──────── Records shown

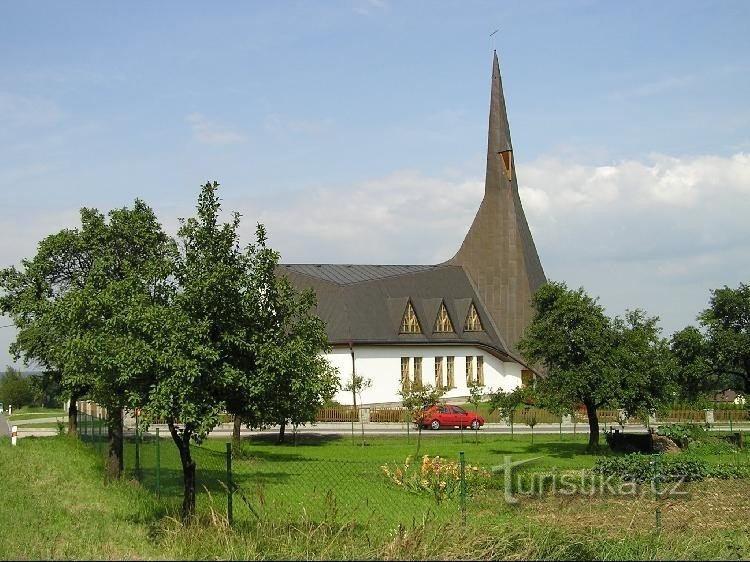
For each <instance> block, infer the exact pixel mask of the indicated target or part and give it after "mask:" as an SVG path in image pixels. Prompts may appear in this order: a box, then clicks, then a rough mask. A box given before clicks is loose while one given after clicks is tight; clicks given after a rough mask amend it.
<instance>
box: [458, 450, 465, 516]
mask: <svg viewBox="0 0 750 562" xmlns="http://www.w3.org/2000/svg"><path fill="white" fill-rule="evenodd" d="M458 458H459V460H460V462H461V522H462V523H463V524H464V525H466V459H465V458H464V452H463V451H460V452H459V453H458Z"/></svg>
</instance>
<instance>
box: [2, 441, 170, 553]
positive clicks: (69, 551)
mask: <svg viewBox="0 0 750 562" xmlns="http://www.w3.org/2000/svg"><path fill="white" fill-rule="evenodd" d="M0 475H1V477H2V486H0V505H2V507H3V508H2V509H1V510H0V528H2V529H3V540H2V541H0V559H5V560H14V559H45V558H53V559H61V558H66V559H70V558H89V559H92V558H107V559H113V558H115V559H116V558H132V557H134V556H135V557H148V558H151V557H157V556H159V551H158V550H157V549H155V548H154V547H153V546H152V545H151V543H150V542H149V539H148V531H149V529H148V526H146V525H144V522H146V521H148V520H151V519H153V517H154V516H155V515H156V514H157V513H158V508H157V505H156V504H155V502H154V501H153V500H152V498H151V496H150V494H148V493H146V492H145V491H144V490H142V489H141V488H139V487H137V486H134V485H132V484H128V483H117V484H114V485H106V486H105V485H104V483H103V481H102V471H101V468H100V465H99V464H98V463H97V461H96V459H95V457H94V455H93V454H92V452H91V451H90V450H88V449H87V448H86V447H85V446H84V445H82V444H80V443H78V442H75V441H70V440H68V439H67V438H45V439H35V438H33V437H27V438H25V439H21V440H20V441H19V445H18V446H17V447H11V446H10V443H9V440H8V439H4V440H2V442H0Z"/></svg>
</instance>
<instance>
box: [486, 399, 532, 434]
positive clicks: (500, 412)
mask: <svg viewBox="0 0 750 562" xmlns="http://www.w3.org/2000/svg"><path fill="white" fill-rule="evenodd" d="M524 397H525V393H524V389H523V388H522V387H520V386H519V387H516V388H514V389H513V390H511V391H508V392H505V391H504V390H501V389H499V388H498V389H497V390H496V391H495V392H493V393H491V394H490V400H489V403H490V413H492V412H494V411H498V412H500V417H502V418H503V419H504V420H506V421H507V422H508V425H510V436H511V439H512V438H513V422H514V418H515V415H516V410H517V409H518V406H520V405H521V404H522V403H523V401H524Z"/></svg>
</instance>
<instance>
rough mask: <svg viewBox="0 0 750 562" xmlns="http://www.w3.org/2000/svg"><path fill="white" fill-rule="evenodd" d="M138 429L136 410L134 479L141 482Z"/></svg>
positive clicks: (139, 455)
mask: <svg viewBox="0 0 750 562" xmlns="http://www.w3.org/2000/svg"><path fill="white" fill-rule="evenodd" d="M140 434H141V432H140V429H139V428H138V410H137V409H136V411H135V478H136V480H138V481H139V482H140V481H142V480H143V474H142V471H141V439H140Z"/></svg>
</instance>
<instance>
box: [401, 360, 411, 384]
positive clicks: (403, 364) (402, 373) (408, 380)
mask: <svg viewBox="0 0 750 562" xmlns="http://www.w3.org/2000/svg"><path fill="white" fill-rule="evenodd" d="M409 363H410V361H409V358H408V357H402V358H401V389H402V390H409V386H410V385H409Z"/></svg>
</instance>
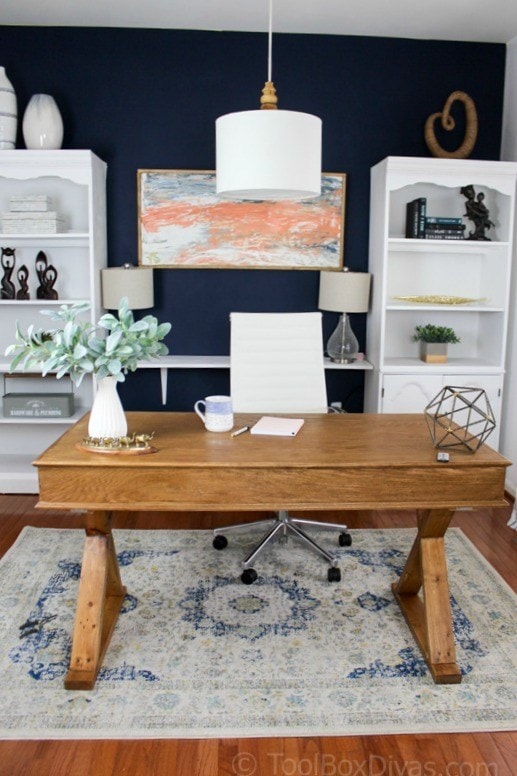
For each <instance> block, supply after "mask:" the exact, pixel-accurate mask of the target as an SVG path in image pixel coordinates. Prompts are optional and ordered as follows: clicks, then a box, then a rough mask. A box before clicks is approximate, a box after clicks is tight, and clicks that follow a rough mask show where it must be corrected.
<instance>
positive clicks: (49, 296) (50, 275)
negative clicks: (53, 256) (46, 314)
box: [36, 251, 58, 299]
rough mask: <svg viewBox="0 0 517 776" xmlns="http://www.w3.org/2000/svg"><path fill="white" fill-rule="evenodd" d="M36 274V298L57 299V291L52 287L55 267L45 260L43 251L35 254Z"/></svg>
mask: <svg viewBox="0 0 517 776" xmlns="http://www.w3.org/2000/svg"><path fill="white" fill-rule="evenodd" d="M36 274H37V276H38V280H39V283H40V284H39V286H38V289H37V291H36V296H37V298H38V299H58V294H57V291H56V290H55V289H54V283H55V282H56V280H57V269H56V268H55V267H53V266H52V264H49V263H48V262H47V257H46V256H45V254H44V253H43V251H39V253H38V255H37V256H36Z"/></svg>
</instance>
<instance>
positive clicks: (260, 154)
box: [215, 0, 321, 200]
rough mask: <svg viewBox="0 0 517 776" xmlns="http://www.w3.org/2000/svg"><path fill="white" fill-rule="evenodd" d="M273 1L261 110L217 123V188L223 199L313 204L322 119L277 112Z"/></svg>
mask: <svg viewBox="0 0 517 776" xmlns="http://www.w3.org/2000/svg"><path fill="white" fill-rule="evenodd" d="M272 19H273V0H269V35H268V80H267V81H266V84H265V86H264V88H263V90H262V97H261V98H260V103H261V106H260V110H250V111H242V112H240V113H227V114H226V115H224V116H220V117H219V118H218V119H217V120H216V122H215V131H216V189H217V194H218V195H219V196H220V197H224V198H226V199H255V200H256V199H265V200H279V199H293V200H300V199H313V198H314V197H318V196H319V195H320V193H321V119H320V118H318V117H317V116H313V115H311V114H309V113H298V112H295V111H285V110H278V107H277V105H278V98H277V96H276V90H275V86H274V84H273V82H272V80H271V78H272Z"/></svg>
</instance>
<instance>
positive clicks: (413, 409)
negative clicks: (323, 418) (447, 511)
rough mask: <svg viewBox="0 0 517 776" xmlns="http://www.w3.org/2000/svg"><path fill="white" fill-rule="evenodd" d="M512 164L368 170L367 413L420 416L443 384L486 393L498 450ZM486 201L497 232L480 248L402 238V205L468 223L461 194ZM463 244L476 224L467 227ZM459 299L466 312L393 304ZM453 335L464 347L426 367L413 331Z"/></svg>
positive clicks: (389, 167) (462, 346)
mask: <svg viewBox="0 0 517 776" xmlns="http://www.w3.org/2000/svg"><path fill="white" fill-rule="evenodd" d="M516 179H517V164H516V163H511V162H489V161H474V160H457V159H425V158H416V157H388V158H386V159H384V160H383V161H382V162H380V163H379V164H377V165H376V166H375V167H373V168H372V171H371V207H370V255H369V271H370V272H371V273H373V281H372V304H371V311H370V315H369V317H368V330H367V339H368V358H369V360H370V361H371V362H372V363H373V367H374V368H373V370H372V371H371V372H367V373H366V375H365V412H422V411H423V409H424V407H425V406H426V404H427V403H428V402H429V401H430V400H431V399H432V398H433V397H434V396H436V394H437V393H438V392H439V390H440V389H441V388H442V387H443V386H445V385H457V386H472V387H481V388H484V389H485V390H486V393H487V396H488V398H489V400H490V403H491V406H492V409H493V412H494V414H495V417H496V422H497V426H498V427H497V429H496V431H494V433H493V434H492V436H491V437H490V440H489V443H490V444H491V445H492V446H494V447H497V444H498V438H499V426H500V421H501V403H502V388H503V377H504V364H505V351H506V339H507V328H508V306H509V289H510V274H511V268H512V240H513V234H514V212H515V193H516ZM469 184H472V185H473V186H474V189H475V191H476V194H477V193H479V192H482V193H483V194H484V195H485V199H484V202H485V205H486V206H487V207H488V209H489V211H490V219H491V221H493V222H494V226H493V227H492V228H491V229H489V230H488V231H487V232H486V236H487V237H489V240H488V241H485V240H468V239H462V240H441V239H440V240H434V239H433V240H426V239H412V238H411V239H410V238H406V237H405V223H406V204H407V203H408V202H410V201H412V200H414V199H416V198H419V197H425V198H426V200H427V215H428V216H442V217H464V214H465V202H466V200H465V198H464V197H463V195H462V194H461V192H460V189H461V188H462V187H463V186H466V185H469ZM464 223H465V224H466V228H465V235H466V236H467V235H468V234H469V232H470V231H471V230H473V224H472V222H471V221H468V220H467V219H466V218H464ZM408 296H409V297H422V296H431V297H443V296H447V297H456V298H463V299H465V298H466V299H471V300H473V301H470V302H468V303H467V304H438V303H436V301H435V300H433V301H432V303H424V304H422V303H420V302H411V301H404V300H401V299H400V298H399V297H408ZM426 323H431V324H434V325H438V326H442V325H443V326H450V327H452V328H453V329H454V331H455V332H456V334H457V335H458V336H459V337H460V338H461V342H460V343H459V344H457V345H451V346H449V357H448V361H447V363H445V364H426V363H424V362H423V361H421V360H420V358H419V346H418V343H416V342H413V341H412V336H413V334H414V331H415V326H417V325H420V324H426Z"/></svg>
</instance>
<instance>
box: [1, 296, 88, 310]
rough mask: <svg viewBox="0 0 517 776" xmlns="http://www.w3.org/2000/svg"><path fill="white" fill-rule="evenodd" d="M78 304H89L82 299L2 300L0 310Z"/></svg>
mask: <svg viewBox="0 0 517 776" xmlns="http://www.w3.org/2000/svg"><path fill="white" fill-rule="evenodd" d="M80 302H89V300H88V299H85V298H84V297H83V298H82V299H2V300H1V301H0V310H1V309H2V307H7V305H14V306H15V307H19V308H20V309H21V308H22V307H61V305H62V304H68V305H70V304H79V303H80Z"/></svg>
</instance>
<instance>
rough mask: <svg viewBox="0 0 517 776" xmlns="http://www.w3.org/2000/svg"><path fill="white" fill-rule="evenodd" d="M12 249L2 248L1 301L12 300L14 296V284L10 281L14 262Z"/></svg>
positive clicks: (13, 249)
mask: <svg viewBox="0 0 517 776" xmlns="http://www.w3.org/2000/svg"><path fill="white" fill-rule="evenodd" d="M14 251H15V249H14V248H2V257H1V262H2V268H3V270H4V275H3V277H2V291H1V294H0V298H1V299H14V298H15V296H16V289H15V287H14V283H13V282H12V280H11V276H12V274H13V269H14V264H15V261H16V258H15V252H14Z"/></svg>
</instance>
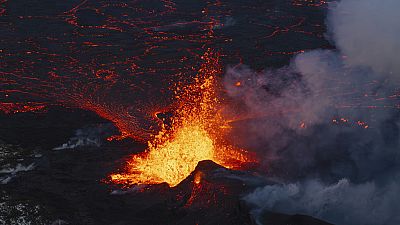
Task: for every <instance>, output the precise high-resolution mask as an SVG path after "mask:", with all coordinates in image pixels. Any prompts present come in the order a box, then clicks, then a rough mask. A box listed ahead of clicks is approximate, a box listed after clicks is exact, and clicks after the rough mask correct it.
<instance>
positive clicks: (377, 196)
mask: <svg viewBox="0 0 400 225" xmlns="http://www.w3.org/2000/svg"><path fill="white" fill-rule="evenodd" d="M395 178H397V179H398V178H399V177H398V176H397V177H395ZM399 191H400V185H399V183H398V180H395V179H394V180H392V181H390V182H389V183H388V184H386V185H384V186H383V187H380V186H377V185H376V184H375V183H374V182H367V183H362V184H352V183H351V182H350V181H349V180H347V179H341V180H339V181H338V182H337V183H334V184H331V185H325V184H323V183H321V182H318V181H315V180H312V181H306V182H303V183H292V184H287V185H268V186H265V187H263V188H259V189H256V190H255V191H254V192H253V193H251V194H249V195H247V196H246V197H245V200H246V201H247V202H249V203H250V204H251V205H253V206H255V211H253V213H255V214H256V215H258V213H259V212H260V211H262V210H263V209H267V210H272V211H278V212H282V213H287V214H298V213H300V214H306V215H312V216H314V217H318V218H324V219H325V220H327V221H328V222H333V223H335V224H346V225H360V224H363V225H378V224H388V225H389V224H400V214H398V212H399V211H400V205H399V204H398V200H397V198H398V193H399Z"/></svg>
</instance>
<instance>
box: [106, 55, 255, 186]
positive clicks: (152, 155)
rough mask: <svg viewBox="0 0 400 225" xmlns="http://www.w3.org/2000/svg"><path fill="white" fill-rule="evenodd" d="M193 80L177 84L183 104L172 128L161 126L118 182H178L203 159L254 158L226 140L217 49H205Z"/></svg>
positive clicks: (120, 176) (142, 183) (176, 109)
mask: <svg viewBox="0 0 400 225" xmlns="http://www.w3.org/2000/svg"><path fill="white" fill-rule="evenodd" d="M202 59H203V60H204V63H203V65H202V66H201V68H200V70H199V72H198V74H197V76H196V78H195V82H194V83H193V84H191V85H189V86H185V87H177V88H176V91H175V94H176V98H177V100H178V102H179V106H178V108H177V109H176V111H175V115H174V118H173V121H172V125H171V128H169V129H167V128H166V127H165V126H163V128H162V130H161V131H160V132H159V134H158V135H156V136H155V137H154V139H153V140H152V141H149V142H148V149H147V150H146V151H145V152H144V153H142V154H138V155H134V156H133V157H132V158H131V159H130V160H129V161H128V163H127V166H126V168H125V171H124V172H123V173H120V174H112V175H111V180H112V181H113V182H114V183H118V184H125V185H131V184H157V183H163V182H166V183H168V184H169V185H170V186H176V185H178V184H179V183H180V182H181V181H182V180H183V179H185V178H186V177H187V176H188V175H189V174H190V173H191V172H192V171H193V170H194V169H195V167H196V165H197V163H198V162H199V161H202V160H213V161H214V162H216V163H218V164H220V165H222V166H225V167H227V168H240V167H241V166H243V164H244V163H249V162H255V160H254V157H252V156H251V155H250V154H249V153H248V152H246V151H244V150H241V149H238V148H235V147H234V146H231V145H228V144H227V143H226V141H224V138H223V137H224V135H225V134H226V132H227V130H228V128H229V125H228V124H227V121H226V120H225V119H224V118H223V117H222V115H221V114H220V112H219V108H220V105H221V103H220V101H219V98H218V96H217V93H216V90H217V88H218V82H217V77H216V76H217V75H218V74H220V73H221V67H220V64H219V55H218V54H216V53H213V52H211V51H207V52H206V53H205V54H204V56H203V57H202Z"/></svg>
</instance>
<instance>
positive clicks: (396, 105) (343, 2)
mask: <svg viewBox="0 0 400 225" xmlns="http://www.w3.org/2000/svg"><path fill="white" fill-rule="evenodd" d="M399 10H400V1H397V0H384V1H374V0H342V1H341V2H338V3H335V4H332V5H331V7H330V10H329V13H328V19H327V25H328V29H329V38H330V39H331V40H332V41H333V42H334V43H335V44H336V47H337V50H314V51H310V52H305V53H302V54H299V55H297V56H296V57H294V58H293V59H292V61H291V63H290V64H289V65H288V66H287V67H284V68H281V69H278V70H272V69H266V70H264V71H262V72H255V71H253V70H251V69H250V68H249V67H247V66H244V65H239V66H235V67H231V68H228V70H227V73H226V76H225V78H224V79H225V80H224V85H225V88H226V90H227V94H228V95H229V97H230V98H231V99H232V102H233V104H232V106H231V108H229V109H227V113H229V114H235V112H236V113H237V115H236V116H237V117H238V122H236V123H234V126H235V125H236V126H237V127H238V128H240V129H237V130H238V131H237V132H238V133H239V134H238V137H239V139H240V141H241V144H243V145H247V147H249V148H253V149H257V150H258V152H259V154H260V156H261V157H263V163H264V165H263V166H264V168H266V171H267V173H268V176H274V177H279V178H280V179H281V180H282V183H283V184H282V185H268V186H266V187H261V188H259V189H257V190H255V191H254V192H253V193H251V194H249V195H248V196H246V197H245V199H246V200H247V201H248V202H249V203H250V204H251V205H253V206H254V211H253V213H254V215H255V216H256V217H257V216H258V215H261V213H262V212H263V211H264V210H272V211H278V212H284V213H290V214H294V213H303V214H308V215H312V216H315V217H317V218H321V219H325V220H327V221H329V222H332V223H335V224H346V225H360V224H366V225H367V224H371V225H395V224H400V217H399V215H398V212H400V203H399V202H398V201H396V199H398V193H399V190H400V182H399V181H398V180H399V178H400V163H399V162H400V146H399V141H400V111H399V108H400V107H399V100H400V98H399V96H400V94H399V91H398V87H399V85H398V84H399V83H398V82H399V78H400V61H399V57H398V52H399V50H400V39H399V38H398V37H399V35H400V12H398V11H399ZM238 81H240V86H237V85H235V84H237V82H238ZM240 119H243V120H240ZM240 130H246V132H245V133H246V134H240Z"/></svg>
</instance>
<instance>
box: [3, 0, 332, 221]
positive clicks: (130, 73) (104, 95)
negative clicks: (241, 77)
mask: <svg viewBox="0 0 400 225" xmlns="http://www.w3.org/2000/svg"><path fill="white" fill-rule="evenodd" d="M244 2H246V3H244ZM326 7H327V5H325V4H320V2H319V1H289V0H285V1H282V0H267V1H264V0H262V1H238V0H234V1H215V2H214V1H166V0H165V1H156V0H154V1H153V0H152V1H93V0H88V1H20V0H9V1H7V0H6V1H0V34H1V37H0V77H1V78H2V79H1V80H0V81H1V85H0V103H1V105H0V106H1V108H0V109H1V111H0V166H1V168H0V190H1V195H0V196H1V197H0V213H1V215H0V224H107V225H108V224H110V225H111V224H115V225H116V224H120V225H123V224H135V225H139V224H149V225H153V224H160V225H161V224H163V225H164V224H201V225H204V224H216V225H217V224H218V225H222V224H227V225H235V224H237V225H244V224H255V221H254V220H253V219H252V217H251V215H250V213H249V210H248V206H246V204H245V203H244V202H243V201H242V200H241V196H242V195H244V194H245V193H247V192H248V191H250V190H252V187H255V186H257V185H260V182H261V184H262V183H268V182H270V181H267V180H264V179H261V178H257V177H256V175H254V174H252V173H250V172H232V171H228V170H225V169H223V168H219V166H218V165H215V164H213V163H212V162H203V163H201V165H199V167H198V168H197V169H196V171H195V172H194V173H193V174H195V173H196V172H198V171H202V172H203V173H204V174H205V176H204V182H203V183H202V184H201V186H200V187H197V186H196V184H194V183H193V182H192V180H193V174H192V175H191V176H190V177H188V178H187V179H186V180H185V181H183V182H182V183H181V184H180V185H179V186H177V187H176V188H174V189H170V188H168V186H167V185H164V184H161V185H154V186H148V187H140V188H136V189H135V188H133V189H128V190H125V189H121V188H120V187H117V186H113V185H110V184H107V183H105V182H103V180H104V179H105V178H106V177H107V175H109V174H110V173H111V172H115V171H117V170H118V168H119V167H120V166H121V165H122V163H123V162H124V159H125V158H126V157H128V156H129V155H130V154H132V153H135V152H140V151H143V149H144V148H145V146H144V145H143V144H138V143H135V142H134V141H133V140H130V139H125V140H122V141H113V142H107V141H104V139H105V138H106V137H108V136H110V135H112V134H118V132H117V129H116V128H115V127H113V126H112V123H110V116H109V115H108V114H107V113H104V112H109V111H106V110H104V108H107V106H108V107H110V108H112V107H114V108H115V106H119V105H122V106H124V107H128V108H129V106H132V107H133V108H135V107H137V105H139V103H140V102H142V101H143V100H145V101H146V102H147V101H148V102H152V103H154V104H157V101H158V99H159V98H160V96H164V94H165V91H164V90H167V89H168V88H169V84H170V83H174V82H177V81H185V80H190V77H191V76H193V75H194V74H195V71H196V69H198V64H199V62H198V61H199V57H200V56H201V54H202V53H203V52H204V50H205V49H207V48H212V49H216V50H218V51H220V52H221V54H222V60H223V67H224V68H225V67H226V66H228V65H234V64H237V63H240V62H242V63H244V64H247V65H250V66H251V67H252V68H255V69H259V70H261V69H263V68H266V67H276V68H277V67H281V66H283V65H286V64H288V63H289V60H290V58H291V57H292V56H293V55H294V54H296V53H298V52H301V51H304V50H309V49H317V48H332V46H330V44H329V43H328V42H327V41H326V40H325V39H324V33H325V32H326V31H325V25H324V18H325V13H326ZM210 32H211V33H210ZM167 94H168V92H167ZM165 101H168V100H165ZM14 103H19V104H26V105H30V104H32V103H39V104H41V105H43V106H44V107H45V109H44V110H39V111H37V112H25V113H22V112H20V111H18V110H14V109H13V107H14V106H13V105H12V104H14ZM10 105H11V109H10V107H9V106H10ZM102 107H103V108H102ZM115 113H116V114H117V113H120V112H119V111H116V112H115ZM138 115H139V114H138ZM140 116H141V115H139V117H140ZM121 118H123V117H121ZM113 122H115V121H113ZM77 130H80V131H78V135H77V134H76V132H77ZM74 137H75V139H73V138H74ZM71 138H72V142H73V143H75V142H74V140H75V141H77V140H95V141H94V143H85V144H82V145H81V146H79V147H76V148H71V149H62V150H53V148H55V147H58V146H61V145H62V144H64V143H67V142H68V140H70V139H71ZM244 177H246V180H243V179H242V178H244ZM264 222H265V224H273V225H279V224H291V225H297V224H298V225H300V224H304V225H312V224H326V223H323V222H320V221H317V220H314V219H312V218H309V217H307V216H300V215H297V216H289V215H282V214H277V213H274V212H270V213H269V214H267V215H265V221H264Z"/></svg>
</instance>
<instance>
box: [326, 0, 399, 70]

────────────────

Hand back the exact lines from the start of the entries to the line with "box: [2, 441, 170, 553]", both ends kept and pictures left out.

Your solution.
For each <instance> block, infer the exact pixel mask of the indicated target or part and give it after "mask:" as an SVG path in image pixels. Prompts may appear in this order: a box, then clicks, then a rough mask. A box given before clicks is loose while one given after clicks is tight; clicks given after a rough mask amend it.
<instance>
box: [458, 450, 465, 516]
mask: <svg viewBox="0 0 750 562" xmlns="http://www.w3.org/2000/svg"><path fill="white" fill-rule="evenodd" d="M458 458H459V460H460V462H461V522H462V523H463V524H464V525H466V459H465V458H464V452H463V451H460V452H459V453H458Z"/></svg>
</instance>
<instance>
box: [2, 441, 170, 553]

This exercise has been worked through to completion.